▶ **Directions for this task**:
Every entry is to be set down a second time, precisely as written.
Stored data Start Marker
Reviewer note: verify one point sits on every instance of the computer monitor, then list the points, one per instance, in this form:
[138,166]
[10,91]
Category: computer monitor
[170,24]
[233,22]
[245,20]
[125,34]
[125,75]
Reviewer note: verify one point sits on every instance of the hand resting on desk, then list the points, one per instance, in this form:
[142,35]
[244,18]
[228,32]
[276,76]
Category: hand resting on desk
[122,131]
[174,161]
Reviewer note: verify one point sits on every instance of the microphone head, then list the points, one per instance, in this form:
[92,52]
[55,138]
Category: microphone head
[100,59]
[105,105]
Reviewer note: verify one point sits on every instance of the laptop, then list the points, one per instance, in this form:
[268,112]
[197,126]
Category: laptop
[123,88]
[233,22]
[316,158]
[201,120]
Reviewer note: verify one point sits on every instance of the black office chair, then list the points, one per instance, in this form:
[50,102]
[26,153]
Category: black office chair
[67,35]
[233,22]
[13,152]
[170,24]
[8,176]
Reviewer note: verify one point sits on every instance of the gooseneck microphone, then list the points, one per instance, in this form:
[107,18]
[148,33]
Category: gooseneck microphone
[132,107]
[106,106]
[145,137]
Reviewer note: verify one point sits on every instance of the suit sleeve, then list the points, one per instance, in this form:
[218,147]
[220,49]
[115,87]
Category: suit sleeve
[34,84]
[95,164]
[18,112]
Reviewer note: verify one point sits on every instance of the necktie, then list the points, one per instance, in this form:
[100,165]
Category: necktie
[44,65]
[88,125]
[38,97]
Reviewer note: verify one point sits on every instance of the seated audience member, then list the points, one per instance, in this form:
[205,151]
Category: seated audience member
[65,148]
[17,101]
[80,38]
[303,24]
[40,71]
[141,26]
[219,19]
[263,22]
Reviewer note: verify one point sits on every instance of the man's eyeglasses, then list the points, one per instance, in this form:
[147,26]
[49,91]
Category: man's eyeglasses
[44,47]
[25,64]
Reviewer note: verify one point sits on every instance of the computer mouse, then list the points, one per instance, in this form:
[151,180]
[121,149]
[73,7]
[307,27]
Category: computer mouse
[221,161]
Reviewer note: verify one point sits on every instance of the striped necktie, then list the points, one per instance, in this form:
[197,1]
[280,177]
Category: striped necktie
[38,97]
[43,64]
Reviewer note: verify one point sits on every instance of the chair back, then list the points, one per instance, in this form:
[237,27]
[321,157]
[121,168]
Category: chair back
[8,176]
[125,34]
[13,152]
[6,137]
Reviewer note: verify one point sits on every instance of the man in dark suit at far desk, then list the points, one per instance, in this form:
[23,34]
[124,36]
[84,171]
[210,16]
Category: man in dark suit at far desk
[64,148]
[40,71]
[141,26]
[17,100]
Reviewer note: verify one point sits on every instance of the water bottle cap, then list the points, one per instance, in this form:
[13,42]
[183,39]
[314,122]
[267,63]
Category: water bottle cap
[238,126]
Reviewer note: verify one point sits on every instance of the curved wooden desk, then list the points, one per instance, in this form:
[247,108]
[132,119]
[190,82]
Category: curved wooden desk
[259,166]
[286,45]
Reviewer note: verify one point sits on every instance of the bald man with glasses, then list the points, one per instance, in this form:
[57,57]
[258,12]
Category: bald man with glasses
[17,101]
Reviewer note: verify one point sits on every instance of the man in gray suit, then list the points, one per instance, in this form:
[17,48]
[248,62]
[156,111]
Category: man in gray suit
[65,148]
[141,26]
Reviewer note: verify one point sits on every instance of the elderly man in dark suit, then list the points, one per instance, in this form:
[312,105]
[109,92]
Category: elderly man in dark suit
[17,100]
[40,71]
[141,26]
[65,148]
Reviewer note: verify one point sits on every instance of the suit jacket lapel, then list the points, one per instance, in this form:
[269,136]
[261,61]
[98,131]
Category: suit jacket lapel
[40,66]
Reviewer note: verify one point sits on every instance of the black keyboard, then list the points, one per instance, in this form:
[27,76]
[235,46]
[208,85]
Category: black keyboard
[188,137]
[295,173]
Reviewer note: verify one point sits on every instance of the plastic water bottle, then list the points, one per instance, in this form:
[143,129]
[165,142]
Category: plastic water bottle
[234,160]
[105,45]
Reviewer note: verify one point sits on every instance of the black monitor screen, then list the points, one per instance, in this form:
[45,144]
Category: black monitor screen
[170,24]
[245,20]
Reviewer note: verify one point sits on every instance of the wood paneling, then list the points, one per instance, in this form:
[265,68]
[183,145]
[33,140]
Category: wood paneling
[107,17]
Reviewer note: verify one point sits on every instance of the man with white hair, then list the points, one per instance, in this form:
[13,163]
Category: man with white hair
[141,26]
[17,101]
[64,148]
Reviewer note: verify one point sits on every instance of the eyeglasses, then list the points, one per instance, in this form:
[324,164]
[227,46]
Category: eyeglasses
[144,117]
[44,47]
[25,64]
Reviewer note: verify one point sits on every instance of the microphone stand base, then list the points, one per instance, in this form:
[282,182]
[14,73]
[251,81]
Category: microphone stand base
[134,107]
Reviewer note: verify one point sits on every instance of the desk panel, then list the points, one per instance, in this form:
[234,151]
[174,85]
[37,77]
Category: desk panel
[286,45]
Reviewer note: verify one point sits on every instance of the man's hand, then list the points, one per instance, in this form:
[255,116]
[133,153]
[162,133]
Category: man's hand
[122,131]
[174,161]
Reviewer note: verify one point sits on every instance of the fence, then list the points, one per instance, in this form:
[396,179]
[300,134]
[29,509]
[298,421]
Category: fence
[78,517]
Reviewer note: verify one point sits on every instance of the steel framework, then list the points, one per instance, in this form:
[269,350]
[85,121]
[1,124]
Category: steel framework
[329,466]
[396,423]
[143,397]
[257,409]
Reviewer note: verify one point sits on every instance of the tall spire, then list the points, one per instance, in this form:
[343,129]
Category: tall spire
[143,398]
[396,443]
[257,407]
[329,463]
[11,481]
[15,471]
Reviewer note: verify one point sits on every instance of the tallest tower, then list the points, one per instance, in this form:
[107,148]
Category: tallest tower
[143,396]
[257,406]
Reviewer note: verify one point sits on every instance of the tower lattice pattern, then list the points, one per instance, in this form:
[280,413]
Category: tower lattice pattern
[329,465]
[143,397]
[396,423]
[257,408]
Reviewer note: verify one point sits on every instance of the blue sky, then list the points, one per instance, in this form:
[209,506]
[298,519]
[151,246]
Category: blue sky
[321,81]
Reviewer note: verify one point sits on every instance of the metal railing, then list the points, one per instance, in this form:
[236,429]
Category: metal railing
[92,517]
Stored data End Marker
▶ **Solution to this exercise**:
Reviewer note: verify one point sits on every instance of the computer monitor, then list the points, one per instance, in this form:
[138,166]
[10,91]
Category: computer monitor
[170,24]
[233,22]
[245,20]
[125,34]
[125,75]
Reviewer note: verify one point sits on every instance of the hand resting on desk, then list the points, one per instance, in this form:
[142,35]
[244,18]
[228,32]
[276,76]
Category: hand resting on desk
[122,131]
[174,161]
Reviewer note: verify one point sits on every instance of the microphone head, then list the points, one per instance, in this form:
[92,52]
[55,138]
Category: microphone head
[100,59]
[105,105]
Reviewer note: verify one point sits on every instance of the laptop, then list the points, one per instance, in this form:
[268,112]
[197,126]
Category: laptop
[123,88]
[233,22]
[316,158]
[201,120]
Reviewer note: verify one point sits on every instance of the black office chair, then list the points, one per instance, in this form:
[50,102]
[26,153]
Category: black office chair
[67,35]
[233,22]
[13,152]
[170,24]
[8,176]
Reviewer note: verify one point sits on every instance of the gooseneck microphone, then list the points, one per instance, in this form:
[107,18]
[148,33]
Category: gooseneck microphone
[132,107]
[106,106]
[145,137]
Reviewer note: verify one point sits on every instance of the suit sleeve, then list the points, one per instance, in this form:
[218,147]
[220,49]
[115,87]
Category: suit sleeve
[34,84]
[95,164]
[18,112]
Reviewer note: verify one point sits on every instance of the necktie, then list the points, one per instance, in this form:
[100,165]
Category: necktie
[44,65]
[88,125]
[38,97]
Reviewer note: verify one point sits on every instance of the seated audience member, then list the points, one per instance, in this form:
[205,151]
Category: seated audience member
[65,148]
[17,101]
[80,38]
[303,24]
[40,71]
[141,26]
[219,19]
[263,22]
Reviewer note: verify one point sits on every instance of the man's eyeglasses, then list the points, one per instance, in this form:
[147,26]
[49,91]
Category: man's eyeglasses
[44,47]
[25,64]
Reviewer note: verify one point sits on every instance of the computer mouse, then list the points, one per instance, in this form:
[151,180]
[121,149]
[73,7]
[307,27]
Category: computer mouse
[221,161]
Reviewer note: verify one point sits on every instance of the striped necktie, then list the points, one per instance, in this form:
[197,1]
[280,177]
Category: striped necktie
[38,97]
[43,64]
Reviewer note: verify one point sits on every instance of the chair back, then list the points, one per instance, in this form:
[237,27]
[321,157]
[121,168]
Category: chair back
[8,176]
[125,34]
[13,152]
[6,137]
Reviewer note: verify one point sits on every instance of the man in dark suit at far desk, then list the points, one per instance, in this form:
[23,34]
[124,36]
[84,171]
[210,16]
Category: man in dark suit at far desk
[64,148]
[40,71]
[141,26]
[17,100]
Reviewer note: verify one point sits on every instance of the water bottle cap, then list the points, one per instance, in this form:
[13,42]
[183,39]
[314,122]
[267,63]
Category: water bottle cap
[238,126]
Reviewer note: verify one point sits on every instance of the curved wooden desk, then list the points, one per instance, in this form:
[247,108]
[132,119]
[190,82]
Category: curved wooden desk
[259,166]
[286,45]
Reviewer note: verify one point sits on every instance of the bald man with glasses, then list the points, one per instance, in this form:
[57,57]
[258,12]
Category: bald man with glasses
[17,101]
Reviewer note: verify one point sits on every instance of the man in gray suit, then list the points, one per instance, in this form:
[17,48]
[248,62]
[156,111]
Category: man in gray suit
[65,148]
[141,26]
Reviewer note: verify one point sits on every instance of the elderly man in dark suit, then list the points, one per instance, in this form:
[312,105]
[109,92]
Category: elderly man in dark suit
[17,100]
[40,71]
[141,26]
[65,148]
Reviewer note: verify one point sits on every instance of the suit jacket lapel, then list the points, one per instance, in this form:
[269,136]
[261,61]
[98,131]
Category: suit jacket lapel
[40,66]
Reviewer note: verify one point sits on every instance of the black keyboard, then list the points, one per instance, in this form:
[27,76]
[235,46]
[208,85]
Category: black keyboard
[188,137]
[295,173]
Reviewer note: verify one point sits on every instance of the plastic water bottle, then list the points, one per instance, in this form:
[143,129]
[165,142]
Category: plastic water bottle
[234,160]
[105,45]
Reviewer note: verify one point sits on every instance of the black monitor screen, then list the points, one per instance, in this form:
[45,144]
Category: black monitor screen
[170,24]
[245,20]
Reviewer note: verify one point sits on every instance of the wood paneling, then list the points, one per instance, in this form:
[265,68]
[183,145]
[33,140]
Category: wood paneling
[107,17]
Reviewer note: verify one point sits on every instance of the man with white hair, then list the points, one per instance, in this form:
[13,163]
Category: man with white hair
[141,26]
[17,101]
[64,148]
Reviewer note: verify one point sits on every instance of the eyeglasses, then list the points, one per instance, in this form:
[324,164]
[227,46]
Category: eyeglasses
[144,117]
[44,47]
[25,64]
Reviewer note: verify one point sits on every instance of the microphone stand base, then list the points, one per instance, in this form:
[282,182]
[14,73]
[251,81]
Category: microphone stand base
[134,107]
Reviewer note: verify one point sits on every instance of the desk panel, then list the points, one per instance, in this form:
[234,151]
[174,85]
[37,77]
Category: desk panel
[286,45]
Reviewer note: verify one point sits on every instance of the man's hand, then list the points, one per instance, in this form:
[255,116]
[133,153]
[162,133]
Category: man's hand
[122,131]
[174,161]
Reviewer note: verify one point sits on every instance of the fence, then list the points, one per instance, in this form:
[396,179]
[300,134]
[29,509]
[298,421]
Category: fence
[78,517]
Reviewer note: verify one point sits on every instance of the steel framework, then list the points, one per instance, in this form:
[269,350]
[85,121]
[1,124]
Category: steel framework
[329,466]
[396,423]
[143,397]
[257,409]
Reviewer note: verify one point sits on every instance of the tall spire, then list the points, one per instance, in this form:
[343,129]
Category: tall spire
[143,398]
[396,443]
[257,407]
[329,463]
[11,481]
[15,471]
Reviewer note: verify one point sits on every instance of the tallest tower, then list the points, one per instance, in this form:
[107,148]
Category: tallest tower
[143,396]
[257,406]
Reviewer note: verify one point sits on every instance of the tower lattice pattern, then list the points, one per instance, in this form:
[280,413]
Category: tower lattice pattern
[329,465]
[143,397]
[396,423]
[257,408]
Reviewer note: verify one point sits on every instance of the blue sky, then list the points, one per instance, in this form:
[209,506]
[298,519]
[151,246]
Category: blue sky
[321,81]
Reviewer note: verify one point sits on every instance of the metal railing, then list the points, one per instance, in this form:
[236,429]
Category: metal railing
[92,517]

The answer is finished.